# Exercise prompt:
Set down the complete data exactly as it appears below.

# Given information:
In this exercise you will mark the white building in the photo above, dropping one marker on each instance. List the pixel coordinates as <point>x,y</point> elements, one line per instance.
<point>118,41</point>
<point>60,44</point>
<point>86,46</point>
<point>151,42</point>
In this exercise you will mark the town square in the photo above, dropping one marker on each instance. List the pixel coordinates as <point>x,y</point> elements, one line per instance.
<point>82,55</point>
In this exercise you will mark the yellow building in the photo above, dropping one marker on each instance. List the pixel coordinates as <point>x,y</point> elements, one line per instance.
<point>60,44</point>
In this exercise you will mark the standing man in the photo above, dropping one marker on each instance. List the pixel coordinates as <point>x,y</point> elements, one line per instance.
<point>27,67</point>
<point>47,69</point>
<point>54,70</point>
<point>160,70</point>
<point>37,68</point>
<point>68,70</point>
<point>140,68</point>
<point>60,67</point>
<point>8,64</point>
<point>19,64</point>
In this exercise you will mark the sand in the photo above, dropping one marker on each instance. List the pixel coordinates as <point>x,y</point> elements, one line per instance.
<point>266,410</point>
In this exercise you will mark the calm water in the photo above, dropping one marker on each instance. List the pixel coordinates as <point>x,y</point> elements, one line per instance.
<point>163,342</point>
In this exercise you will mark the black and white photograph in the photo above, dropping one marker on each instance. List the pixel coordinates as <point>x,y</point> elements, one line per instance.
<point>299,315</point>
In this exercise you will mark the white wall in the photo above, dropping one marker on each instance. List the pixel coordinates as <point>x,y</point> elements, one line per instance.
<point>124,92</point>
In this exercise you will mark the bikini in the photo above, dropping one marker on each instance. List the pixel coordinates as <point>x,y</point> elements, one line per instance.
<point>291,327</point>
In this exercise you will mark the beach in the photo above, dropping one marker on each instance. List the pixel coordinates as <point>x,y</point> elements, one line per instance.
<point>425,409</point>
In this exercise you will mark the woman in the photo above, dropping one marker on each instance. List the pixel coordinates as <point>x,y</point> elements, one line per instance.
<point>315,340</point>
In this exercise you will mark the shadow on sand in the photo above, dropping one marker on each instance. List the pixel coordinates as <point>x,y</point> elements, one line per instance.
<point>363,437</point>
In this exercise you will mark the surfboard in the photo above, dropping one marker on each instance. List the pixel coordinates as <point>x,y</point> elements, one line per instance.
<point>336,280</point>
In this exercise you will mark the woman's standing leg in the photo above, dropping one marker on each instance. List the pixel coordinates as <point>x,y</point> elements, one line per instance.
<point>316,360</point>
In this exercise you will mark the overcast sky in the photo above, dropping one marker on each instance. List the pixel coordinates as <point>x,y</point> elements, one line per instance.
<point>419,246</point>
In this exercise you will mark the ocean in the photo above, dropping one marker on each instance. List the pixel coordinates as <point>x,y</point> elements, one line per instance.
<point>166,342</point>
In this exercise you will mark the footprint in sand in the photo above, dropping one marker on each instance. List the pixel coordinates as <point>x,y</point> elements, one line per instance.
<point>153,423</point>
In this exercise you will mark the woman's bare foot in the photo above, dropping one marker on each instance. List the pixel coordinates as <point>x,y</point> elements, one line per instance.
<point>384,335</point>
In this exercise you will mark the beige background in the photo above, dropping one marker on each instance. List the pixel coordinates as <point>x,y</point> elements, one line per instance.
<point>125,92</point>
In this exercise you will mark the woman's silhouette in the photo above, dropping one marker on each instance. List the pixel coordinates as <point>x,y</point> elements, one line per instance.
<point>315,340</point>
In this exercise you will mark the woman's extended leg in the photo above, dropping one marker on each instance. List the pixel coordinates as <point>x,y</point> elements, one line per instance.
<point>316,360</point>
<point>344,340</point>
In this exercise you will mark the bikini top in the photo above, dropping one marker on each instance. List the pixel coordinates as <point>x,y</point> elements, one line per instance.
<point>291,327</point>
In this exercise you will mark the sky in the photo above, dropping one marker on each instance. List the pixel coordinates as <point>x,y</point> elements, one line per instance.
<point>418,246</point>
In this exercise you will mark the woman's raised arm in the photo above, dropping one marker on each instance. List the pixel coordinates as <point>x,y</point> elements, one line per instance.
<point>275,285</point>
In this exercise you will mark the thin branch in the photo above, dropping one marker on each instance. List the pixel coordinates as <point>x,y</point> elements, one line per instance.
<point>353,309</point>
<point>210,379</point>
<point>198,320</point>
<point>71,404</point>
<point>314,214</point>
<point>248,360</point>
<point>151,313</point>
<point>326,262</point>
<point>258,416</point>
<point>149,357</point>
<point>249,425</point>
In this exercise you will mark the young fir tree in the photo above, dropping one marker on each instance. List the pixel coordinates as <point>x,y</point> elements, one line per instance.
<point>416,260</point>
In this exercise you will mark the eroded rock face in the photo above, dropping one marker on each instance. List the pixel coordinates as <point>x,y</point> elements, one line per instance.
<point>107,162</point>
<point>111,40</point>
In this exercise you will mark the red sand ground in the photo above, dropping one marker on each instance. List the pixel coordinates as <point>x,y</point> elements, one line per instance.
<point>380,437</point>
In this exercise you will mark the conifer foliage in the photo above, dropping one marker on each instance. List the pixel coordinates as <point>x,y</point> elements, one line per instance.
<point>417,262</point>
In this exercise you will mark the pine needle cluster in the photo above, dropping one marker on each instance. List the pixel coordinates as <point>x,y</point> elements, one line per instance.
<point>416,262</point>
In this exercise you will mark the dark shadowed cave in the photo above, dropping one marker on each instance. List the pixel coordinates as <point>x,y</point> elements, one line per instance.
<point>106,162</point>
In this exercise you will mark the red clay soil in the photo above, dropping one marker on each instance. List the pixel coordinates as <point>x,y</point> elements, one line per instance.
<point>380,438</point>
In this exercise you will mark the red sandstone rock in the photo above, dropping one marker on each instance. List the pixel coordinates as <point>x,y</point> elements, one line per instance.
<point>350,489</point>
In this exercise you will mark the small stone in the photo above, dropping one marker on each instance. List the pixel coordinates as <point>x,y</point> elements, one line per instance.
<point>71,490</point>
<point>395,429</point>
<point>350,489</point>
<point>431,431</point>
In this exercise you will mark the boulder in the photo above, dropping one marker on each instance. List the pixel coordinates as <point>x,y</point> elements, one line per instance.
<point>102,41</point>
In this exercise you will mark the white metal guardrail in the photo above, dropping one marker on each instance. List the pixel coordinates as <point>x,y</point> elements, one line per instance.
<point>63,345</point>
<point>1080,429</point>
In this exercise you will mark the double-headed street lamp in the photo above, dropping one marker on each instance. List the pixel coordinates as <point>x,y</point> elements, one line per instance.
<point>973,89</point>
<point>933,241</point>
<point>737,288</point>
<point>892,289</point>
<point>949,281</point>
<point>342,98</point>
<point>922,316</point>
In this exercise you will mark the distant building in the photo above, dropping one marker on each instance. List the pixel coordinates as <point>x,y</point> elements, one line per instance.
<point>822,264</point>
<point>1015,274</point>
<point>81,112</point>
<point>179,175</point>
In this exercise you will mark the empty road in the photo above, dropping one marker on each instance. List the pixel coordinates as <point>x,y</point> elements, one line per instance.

# Your response:
In this exercise you will mark the white building in the photo above, dropping one marker on each instance. List the pixel coordinates as <point>x,y</point> elements, one line per instance.
<point>118,41</point>
<point>60,44</point>
<point>86,46</point>
<point>151,42</point>
In this exercise you will mark the town square in the photo above, dropping one marker on each instance. List the pixel coordinates as <point>x,y</point> elements, one line per instance.
<point>82,55</point>
In this exercise you will mark the yellow building in the photo above, dropping one marker on each instance. List the pixel coordinates as <point>x,y</point> elements, one line per instance.
<point>60,44</point>
In this exercise you will mark the standing man in the photo above, dropping one marker on each instance. List the pixel coordinates as <point>x,y</point> elements, one line per instance.
<point>27,67</point>
<point>47,69</point>
<point>54,70</point>
<point>160,70</point>
<point>37,68</point>
<point>68,70</point>
<point>140,68</point>
<point>60,67</point>
<point>8,64</point>
<point>19,64</point>
In this exercise you will mark the sand in the photo above, dropping one marker on each instance. List the pixel coordinates as <point>x,y</point> elements, one line per instance.
<point>266,410</point>
In this exercise you will mark the calm water in the photo above, dropping one marker on each instance. List the pixel coordinates as <point>x,y</point> elements, one line per instance.
<point>163,342</point>
In this exercise you will mark the black and white photograph in the photo above, dropping one marker on each instance. List the pixel coordinates as <point>x,y</point> elements, one line per instance.
<point>299,315</point>
In this exercise you will mark the white wall in the photo above, dropping one marker on each instance. List the pixel coordinates as <point>x,y</point> elements, one line per instance.
<point>124,92</point>
In this exercise you will mark the bikini in the photo above, dropping one marker on each instance. List the pixel coordinates as <point>x,y</point> elements, one line per instance.
<point>291,327</point>
In this exercise you will mark the beach in the photo above, dropping one marker on each instance. List the pixel coordinates as <point>x,y</point> elements, one line per instance.
<point>425,409</point>
In this exercise you will mark the woman in the photo above, dropping one marker on each instance. List the pixel coordinates as <point>x,y</point> elements, one line per instance.
<point>315,340</point>
In this exercise you will mark the shadow on sand in the photo above, dropping one marker on each instance. List the pixel coordinates as <point>x,y</point> elements, one line per instance.
<point>363,437</point>
In this exercise you will mark the surfboard in the photo above, dropping one marker on each instance. List the pixel coordinates as <point>x,y</point> elements, one line per instance.
<point>336,280</point>
In this exercise you will mark the woman's standing leg in the photo above, dropping one marker on each instance. List the pixel coordinates as <point>x,y</point> elements, one line per instance.
<point>316,360</point>
In this exercise you will mark the overcast sky in the photo above, dropping one marker on each instance. List the pixel coordinates as <point>x,y</point> elements, one line per instance.
<point>419,246</point>
In this exercise you will mark the ocean in the photo above, dropping one marker on each instance. List the pixel coordinates as <point>x,y</point> elements, one line per instance.
<point>166,342</point>
In this exercise you will mark the footprint in sand in the photo above, dropping one marker on each instance. List the pixel coordinates as <point>x,y</point> elements, one line per instance.
<point>153,423</point>
In this exercise you will mark the woman's bare foot in the photo above, dropping one marker on each instance. List the pixel coordinates as <point>x,y</point> elements, one line per instance.
<point>384,335</point>
In this exercise you will mark the beige background in the photo above, dropping one marker on each instance. List the pixel coordinates as <point>x,y</point> elements, one line per instance.
<point>125,92</point>
In this exercise you will mark the woman's silhouette in the photo above, dropping one marker on each instance. List the pixel coordinates as <point>x,y</point> elements, one line per instance.
<point>315,340</point>
In this exercise you will mark the woman's extended leg in the photo above, dropping one marker on each instance. List the pixel coordinates as <point>x,y</point> elements, one line per instance.
<point>316,360</point>
<point>344,340</point>
In this exercise you will mark the bikini top in the photo above, dropping one marker on each instance. List the pixel coordinates as <point>x,y</point> elements, one line per instance.
<point>291,327</point>
In this exercise you will mark the sky in the photo above, dropping one marker on each instance. List the pixel coordinates as <point>x,y</point> elements, one line per instance.
<point>418,246</point>
In this exercise you will mark the woman's raised arm in the photo above, dropping one marker on each instance. List the pixel coordinates as <point>x,y</point> elements, one line per instance.
<point>275,285</point>
In this exercise you will mark the thin branch in the photo above, dropping one marker on each instance. List the pixel coordinates as <point>x,y</point> elements, one line per instance.
<point>353,309</point>
<point>210,379</point>
<point>198,320</point>
<point>71,404</point>
<point>314,214</point>
<point>248,360</point>
<point>151,313</point>
<point>326,262</point>
<point>258,416</point>
<point>149,357</point>
<point>249,425</point>
In this exercise you will mark the young fir tree in the photo above, dropping one marker on each instance. List the pixel coordinates as <point>x,y</point> elements, one line per instance.
<point>416,260</point>
In this exercise you will mark the eroded rock face in the photo above, dropping one marker on each instance. List the pixel coordinates as <point>x,y</point> elements, one line per instance.
<point>107,162</point>
<point>111,40</point>
In this exercise you will mark the red sand ground in the photo above, dropping one marker on each instance. List the pixel coordinates as <point>x,y</point> elements, one line per instance.
<point>380,437</point>
In this exercise you will mark the conifer foliage in the photo above, dropping one marker on each instance. List the pixel coordinates as <point>x,y</point> elements, one line per instance.
<point>417,262</point>
In this exercise you will mark the pine needle cluster in the photo above, dropping one marker on each instance. List the pixel coordinates as <point>x,y</point> elements, one line per instance.
<point>416,262</point>
In this exercise you will mark the dark shadowed cave in the photo above, dropping one marker on each instance. List the pixel coordinates as <point>x,y</point> elements, one line per instance.
<point>106,162</point>
In this exercise you will mark the red clay soil in the photo above, dropping one marker on each instance. List the pixel coordinates as <point>x,y</point> elements, one line per instance.
<point>380,438</point>
In this exercise you will mark the red sandstone rock in the photo above, dropping one marker on each instance. List the pixel coordinates as <point>x,y</point> elements, one line per instance.
<point>350,489</point>
In this exercise you will mark the small stone in the photo above, dropping one marker on each instance. List the pixel coordinates as <point>x,y</point> elements, one line per instance.
<point>71,490</point>
<point>395,429</point>
<point>350,489</point>
<point>431,431</point>
In this exercise you will mark the boulder in the photo above, dropping one marker on each instance. List the pixel coordinates as <point>x,y</point> elements, one line per instance.
<point>102,41</point>
In this exercise you will mark the white metal guardrail in the photo above, dropping one marker on each instance. List the pixel coordinates as <point>x,y</point> elements, one line per instance.
<point>63,345</point>
<point>1080,429</point>
In this exercise you will mark the double-headed street lamp in the photo above, dropping one marker on each instance. List the pixel coordinates as <point>x,y</point> elements, one line per instance.
<point>973,89</point>
<point>933,241</point>
<point>737,288</point>
<point>892,289</point>
<point>949,281</point>
<point>342,98</point>
<point>922,316</point>
In this exercise you will mark the distant building in the photo above, dropping one marker on each instance. List the pixel coordinates as <point>x,y</point> elements, one line per instance.
<point>822,264</point>
<point>1015,274</point>
<point>81,112</point>
<point>179,175</point>
In this exercise you will mark the empty road in the photo above, dropping one marker on each instance. List the pixel coordinates as <point>x,y</point> elements, one line per instance.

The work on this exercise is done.